BEGIN Records for this task

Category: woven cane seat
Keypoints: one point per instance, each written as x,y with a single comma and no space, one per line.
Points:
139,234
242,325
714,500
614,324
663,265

END Records for this task

Task directions:
Output the full listing exactly as given.

Response to this exercise:
Category: woven cane seat
Keypoints: one point per instance, each written as x,y with a single comma and no space, one per line.
Points:
139,234
242,325
714,500
614,324
663,265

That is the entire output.